▶ TASK TO CARRY OUT
Select and copy each line of the rows below that contains the string "shorts", matching case exactly.

▶ DATASET EXTRACT
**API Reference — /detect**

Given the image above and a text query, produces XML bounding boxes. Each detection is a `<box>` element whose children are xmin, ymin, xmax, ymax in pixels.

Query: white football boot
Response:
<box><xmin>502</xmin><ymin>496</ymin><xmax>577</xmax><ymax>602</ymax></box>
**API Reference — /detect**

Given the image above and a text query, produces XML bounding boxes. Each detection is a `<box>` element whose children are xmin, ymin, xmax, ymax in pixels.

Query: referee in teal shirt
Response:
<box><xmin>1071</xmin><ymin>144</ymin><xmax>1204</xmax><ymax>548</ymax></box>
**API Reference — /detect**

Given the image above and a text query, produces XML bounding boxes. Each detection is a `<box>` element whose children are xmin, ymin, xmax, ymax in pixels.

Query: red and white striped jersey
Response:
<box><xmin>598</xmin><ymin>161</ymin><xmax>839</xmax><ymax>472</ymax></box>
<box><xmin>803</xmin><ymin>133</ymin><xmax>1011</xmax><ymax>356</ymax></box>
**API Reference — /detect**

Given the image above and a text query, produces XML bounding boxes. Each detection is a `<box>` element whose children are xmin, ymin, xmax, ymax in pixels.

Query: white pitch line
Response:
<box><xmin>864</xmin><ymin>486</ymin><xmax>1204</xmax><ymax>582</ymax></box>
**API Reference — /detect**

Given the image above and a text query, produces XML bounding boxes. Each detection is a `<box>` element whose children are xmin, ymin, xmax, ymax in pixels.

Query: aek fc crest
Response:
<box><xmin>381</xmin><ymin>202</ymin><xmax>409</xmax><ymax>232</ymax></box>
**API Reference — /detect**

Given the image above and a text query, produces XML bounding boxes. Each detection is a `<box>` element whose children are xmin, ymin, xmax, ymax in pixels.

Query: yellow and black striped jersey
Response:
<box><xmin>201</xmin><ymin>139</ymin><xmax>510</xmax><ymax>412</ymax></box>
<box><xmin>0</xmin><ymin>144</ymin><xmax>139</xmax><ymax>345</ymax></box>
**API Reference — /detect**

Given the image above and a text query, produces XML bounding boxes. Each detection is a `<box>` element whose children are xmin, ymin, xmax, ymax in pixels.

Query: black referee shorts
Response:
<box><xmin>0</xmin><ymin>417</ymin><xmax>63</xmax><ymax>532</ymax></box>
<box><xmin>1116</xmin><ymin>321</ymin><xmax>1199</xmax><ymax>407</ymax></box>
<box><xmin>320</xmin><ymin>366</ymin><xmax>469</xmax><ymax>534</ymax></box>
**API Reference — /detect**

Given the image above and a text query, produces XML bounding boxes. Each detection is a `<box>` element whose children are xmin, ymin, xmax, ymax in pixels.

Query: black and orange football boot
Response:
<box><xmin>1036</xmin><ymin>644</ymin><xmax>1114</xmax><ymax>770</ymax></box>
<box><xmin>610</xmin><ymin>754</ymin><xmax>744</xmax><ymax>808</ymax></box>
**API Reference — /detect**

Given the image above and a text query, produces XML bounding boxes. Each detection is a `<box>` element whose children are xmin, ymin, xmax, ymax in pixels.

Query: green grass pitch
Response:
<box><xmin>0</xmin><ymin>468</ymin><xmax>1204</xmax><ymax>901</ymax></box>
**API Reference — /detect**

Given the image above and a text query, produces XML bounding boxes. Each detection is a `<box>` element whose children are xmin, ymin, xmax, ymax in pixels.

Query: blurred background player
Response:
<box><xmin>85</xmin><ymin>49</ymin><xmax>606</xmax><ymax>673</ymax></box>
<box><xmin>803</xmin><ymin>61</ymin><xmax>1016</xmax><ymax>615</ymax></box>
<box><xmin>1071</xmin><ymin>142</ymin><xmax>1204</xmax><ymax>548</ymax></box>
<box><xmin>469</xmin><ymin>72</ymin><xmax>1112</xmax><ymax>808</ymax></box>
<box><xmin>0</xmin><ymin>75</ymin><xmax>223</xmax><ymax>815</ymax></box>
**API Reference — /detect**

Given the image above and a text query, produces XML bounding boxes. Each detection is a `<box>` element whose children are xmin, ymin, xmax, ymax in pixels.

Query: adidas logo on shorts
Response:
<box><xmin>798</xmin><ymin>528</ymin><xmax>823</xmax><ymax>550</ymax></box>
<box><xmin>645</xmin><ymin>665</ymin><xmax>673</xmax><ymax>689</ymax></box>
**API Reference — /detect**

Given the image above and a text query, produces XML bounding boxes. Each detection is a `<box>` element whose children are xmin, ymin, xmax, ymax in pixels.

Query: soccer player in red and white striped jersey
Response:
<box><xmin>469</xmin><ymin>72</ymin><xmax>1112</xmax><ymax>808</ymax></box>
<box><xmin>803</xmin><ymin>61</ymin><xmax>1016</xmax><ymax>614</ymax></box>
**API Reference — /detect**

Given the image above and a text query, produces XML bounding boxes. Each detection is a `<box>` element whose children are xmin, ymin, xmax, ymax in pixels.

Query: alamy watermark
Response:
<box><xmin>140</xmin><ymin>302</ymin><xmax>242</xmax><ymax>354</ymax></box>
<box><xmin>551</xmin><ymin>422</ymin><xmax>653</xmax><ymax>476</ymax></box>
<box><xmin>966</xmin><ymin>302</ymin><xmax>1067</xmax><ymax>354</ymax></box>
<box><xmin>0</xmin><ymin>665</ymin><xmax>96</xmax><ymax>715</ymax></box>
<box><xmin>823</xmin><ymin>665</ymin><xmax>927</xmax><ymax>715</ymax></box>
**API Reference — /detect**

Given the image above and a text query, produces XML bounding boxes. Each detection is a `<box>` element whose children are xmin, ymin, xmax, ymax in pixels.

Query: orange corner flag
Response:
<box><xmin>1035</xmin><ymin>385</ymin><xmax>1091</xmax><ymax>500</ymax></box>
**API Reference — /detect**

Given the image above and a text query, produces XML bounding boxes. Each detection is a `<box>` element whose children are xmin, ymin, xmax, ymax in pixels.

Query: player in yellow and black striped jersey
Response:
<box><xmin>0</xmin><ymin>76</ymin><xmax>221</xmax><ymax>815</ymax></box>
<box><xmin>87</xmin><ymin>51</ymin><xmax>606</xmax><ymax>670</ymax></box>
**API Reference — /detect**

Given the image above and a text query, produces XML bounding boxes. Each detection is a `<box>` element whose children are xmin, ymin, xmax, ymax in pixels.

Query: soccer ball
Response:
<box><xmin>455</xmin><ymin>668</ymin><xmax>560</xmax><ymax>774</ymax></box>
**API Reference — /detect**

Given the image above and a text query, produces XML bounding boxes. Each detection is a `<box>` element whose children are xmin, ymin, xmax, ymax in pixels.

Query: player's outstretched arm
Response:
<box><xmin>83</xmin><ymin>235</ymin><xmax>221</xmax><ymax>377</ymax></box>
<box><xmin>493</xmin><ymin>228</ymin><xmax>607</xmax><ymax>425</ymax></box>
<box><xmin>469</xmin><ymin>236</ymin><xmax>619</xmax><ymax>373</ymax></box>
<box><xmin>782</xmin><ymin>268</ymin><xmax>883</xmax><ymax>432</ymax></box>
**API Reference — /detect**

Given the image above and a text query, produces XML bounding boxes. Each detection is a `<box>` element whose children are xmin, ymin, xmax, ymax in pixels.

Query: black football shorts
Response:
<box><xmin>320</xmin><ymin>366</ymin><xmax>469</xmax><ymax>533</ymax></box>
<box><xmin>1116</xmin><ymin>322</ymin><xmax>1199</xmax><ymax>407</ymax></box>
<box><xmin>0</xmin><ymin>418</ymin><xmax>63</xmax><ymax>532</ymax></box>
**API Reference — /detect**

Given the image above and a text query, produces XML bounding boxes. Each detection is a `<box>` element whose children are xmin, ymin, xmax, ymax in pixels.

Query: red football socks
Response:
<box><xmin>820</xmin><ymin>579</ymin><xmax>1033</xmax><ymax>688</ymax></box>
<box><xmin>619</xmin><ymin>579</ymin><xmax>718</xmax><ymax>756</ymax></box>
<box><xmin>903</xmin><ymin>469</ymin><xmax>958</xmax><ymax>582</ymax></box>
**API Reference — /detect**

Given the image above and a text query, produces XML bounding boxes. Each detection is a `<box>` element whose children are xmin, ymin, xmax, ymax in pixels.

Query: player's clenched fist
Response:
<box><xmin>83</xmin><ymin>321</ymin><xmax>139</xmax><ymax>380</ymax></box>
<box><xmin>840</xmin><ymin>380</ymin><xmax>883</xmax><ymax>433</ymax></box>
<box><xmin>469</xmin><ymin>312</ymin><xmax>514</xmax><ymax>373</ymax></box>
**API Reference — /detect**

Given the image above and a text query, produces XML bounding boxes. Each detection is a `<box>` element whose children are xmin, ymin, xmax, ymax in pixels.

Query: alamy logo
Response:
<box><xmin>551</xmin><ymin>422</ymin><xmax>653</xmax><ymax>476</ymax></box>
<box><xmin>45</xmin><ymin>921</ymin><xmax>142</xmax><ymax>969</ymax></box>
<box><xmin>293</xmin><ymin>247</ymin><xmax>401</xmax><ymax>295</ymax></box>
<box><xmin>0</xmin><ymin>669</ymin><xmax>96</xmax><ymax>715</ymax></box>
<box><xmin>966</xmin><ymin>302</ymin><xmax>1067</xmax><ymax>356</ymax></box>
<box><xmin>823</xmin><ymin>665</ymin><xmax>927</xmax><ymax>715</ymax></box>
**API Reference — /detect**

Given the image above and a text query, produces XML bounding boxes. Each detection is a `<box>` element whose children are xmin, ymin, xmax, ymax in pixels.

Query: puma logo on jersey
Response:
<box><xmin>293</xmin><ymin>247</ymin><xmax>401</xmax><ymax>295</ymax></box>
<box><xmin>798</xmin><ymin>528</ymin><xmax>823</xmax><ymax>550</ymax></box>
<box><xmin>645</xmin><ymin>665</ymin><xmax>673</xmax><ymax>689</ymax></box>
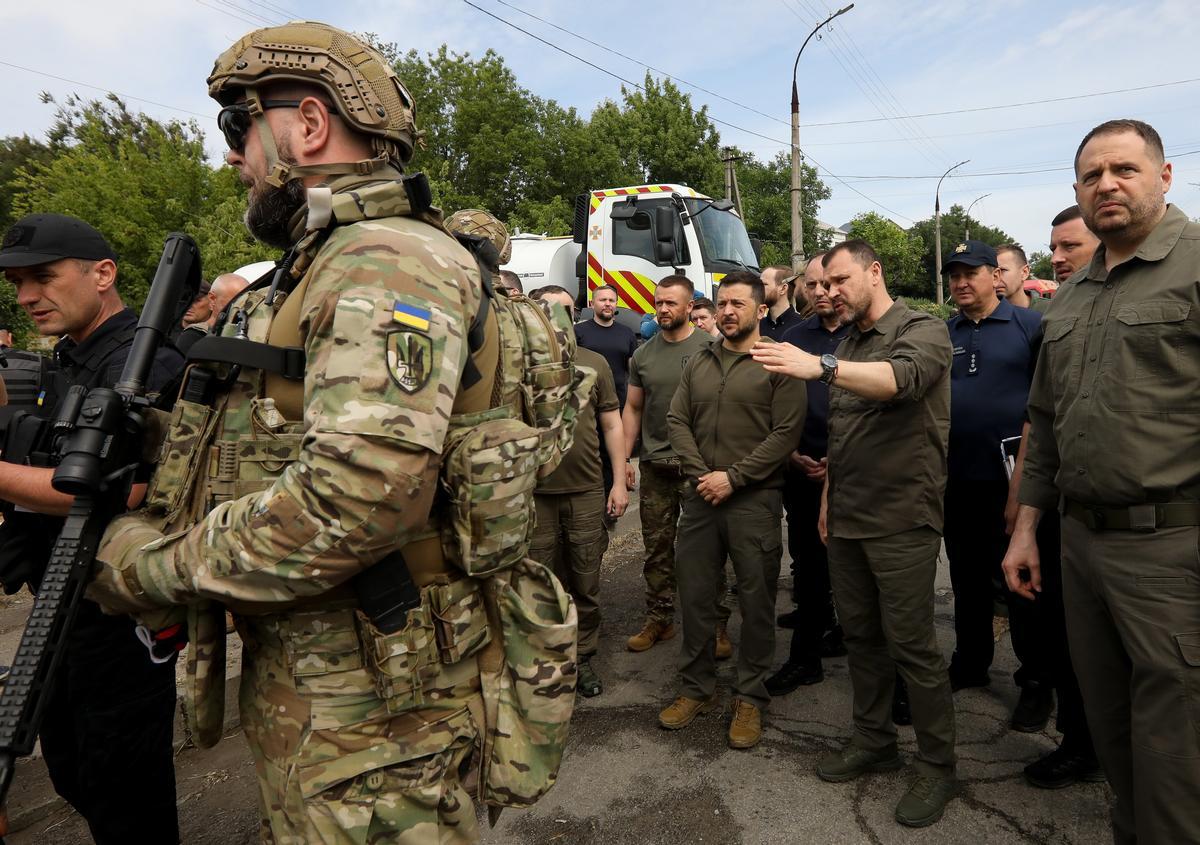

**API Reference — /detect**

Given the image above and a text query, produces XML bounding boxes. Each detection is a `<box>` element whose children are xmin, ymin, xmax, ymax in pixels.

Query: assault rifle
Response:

▶ SOLUTION BELOW
Query: black referee shorts
Query: adidas logo on shorts
Query: black football shorts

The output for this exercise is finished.